Omit every picture, then return each line of the data below exactly.
== Input data ==
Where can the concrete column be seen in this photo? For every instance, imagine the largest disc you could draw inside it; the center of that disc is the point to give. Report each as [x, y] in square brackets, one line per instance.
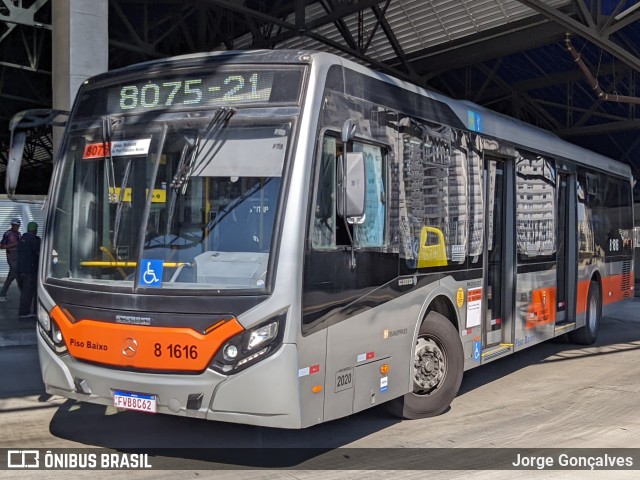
[80, 48]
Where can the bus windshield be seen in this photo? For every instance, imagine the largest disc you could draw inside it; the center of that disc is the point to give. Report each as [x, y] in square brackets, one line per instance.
[169, 202]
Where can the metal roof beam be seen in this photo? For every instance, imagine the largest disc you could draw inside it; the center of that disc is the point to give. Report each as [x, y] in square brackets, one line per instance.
[478, 48]
[605, 128]
[550, 80]
[584, 31]
[393, 40]
[21, 16]
[628, 20]
[293, 30]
===
Solution for this problem:
Where can the concrete column be seen in this photo? For every instance, imagine the largest disc you could draw inside it; the center of that disc is the point to give. Report each as [x, y] in square brackets, one line per instance.
[80, 48]
Where can the bus windshield be seen in this photo? For every instance, imagine the largest disc you could draw inside it; the center of that disc is the point to give. Report each as [x, y] in square brackets, one line per instance.
[169, 202]
Where can the metal roof beam be seen in this photo? For every instance, imagine the largest disc you could draw inside it; the center of that disc is the point to give. Report each as [x, y] in square brackets, one line per instance.
[478, 48]
[605, 128]
[550, 80]
[584, 31]
[393, 40]
[21, 16]
[628, 20]
[293, 30]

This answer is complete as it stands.